#### TEXTE À LIRE ####

J'aimerais bien avoir des exemples, moi aussi.
Sinon des titres de livres, au moins quelques paragraphes d'un 'je' et un autre au 'il'.

Gen a dit…

@ClaudeL : J'ai moins vu de cas de "je" multiples en littérature générale, alors j'ai pas vraiment d'exemple à te donner que tu risquerais d'avoir lu...

Pour ce qui est du paragraphe en "je" vs en "il" :

Je m'approche sans bruit de la porte, pose la main sur la poignée, tourne et pousse. La porte s'ouvre sur ma chambre. Les murs roses ornés des affiches de mon chanteur préféré, Truc Muche, semblent identiques à mon souvenir...

VS

Karine s'approche sans bruit de la porte, pose la main sur la poignée, tourne et pousse. La porte s'ouvre sur sa chambre. Les murs roses ornés des affiches de son chanteur préféré, Truc Muche, semblent identiques à son souvenir...

Est-ce que tu remarques pourquoi je dis que le premier est artificiel? Si tu entres dans ta chambre, as-tu besoin de te parler à toi-même de la couleur des murs et des cadres qui s'y trouvent? Non, tu penserais tout simplement "la pièce est comme d'habitude", mais là, pour donner un minimum d'info au lecteur, on triche. Une fois ou deux, c'est pas si mal, mais sur tout un roman, ça peut devenir très lourd. En plus, avec la version en "il/elle", on a le prénom du personnage, on lui donne peut-être déjà un visage à cause d'une Karine qu'on connaît. Et un narrateur qui détaille les gestes d'un personnage qu'il observe, c'est moins bizarre qu'un "je" qui décortique tous ses mouvements.

Shadow_x99 a dit…

@Gen: Je suis bien au courant que Games of Thrones c'est pas au "Je", mais cependant, le sentiment de devoir être super attentif (donc on se laisse pas emporter par le texte), et de devoir retourner au début du chapitre pour être sûr de quel personnage il sagit, est-ce un nouveau, est-ce un vieux, etc, C'est du pareil au même. C'est peut-être un exercice de style "cool" pour GRR Martin, mais pour moi, il m'a guéri :P

Gen a dit…

@Shadow : Euh... Ah bon. J'suis absolument pas d'accord, mais si tu n'as pas de plaisir de lecture, tu fais bien de laisser tomber.

####

OBJECTIF DE L'EXERCICE:
Dans le texte à lire, reformulez sous forme de liste à puces plus concise le paragraphe commençant par « Est-ce que tu remarques pourquoi », en conservant ses arguments principaux. Les données ne sont pas nécessaires pour cet exercice.

#### EXTRAIT DES DONNÉES ####

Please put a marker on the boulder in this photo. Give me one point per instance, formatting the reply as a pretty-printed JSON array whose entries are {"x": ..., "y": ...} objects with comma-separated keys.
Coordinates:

####

RÉPONSE PROPOSÉE:
- La version en « je » est artificielle. En entrant dans sa propre chambre, on ne se décrit pas la couleur des murs ni les cadres. On penserait simplement « la pièce est comme d'habitude ».
- Pour donner un minimum d'information au lecteur, on triche donc. C'est acceptable une ou deux fois, mais cela peut devenir très lourd sur tout un roman.
- La version en « il/elle » fournit le prénom du personnage. Le lecteur lui associe peut-être déjà un visage, celui d'une Karine qu'il connaît.
- Un narrateur qui détaille les gestes d'un personnage qu'il observe est moins bizarre qu'un « je » qui décortique tous ses mouvements.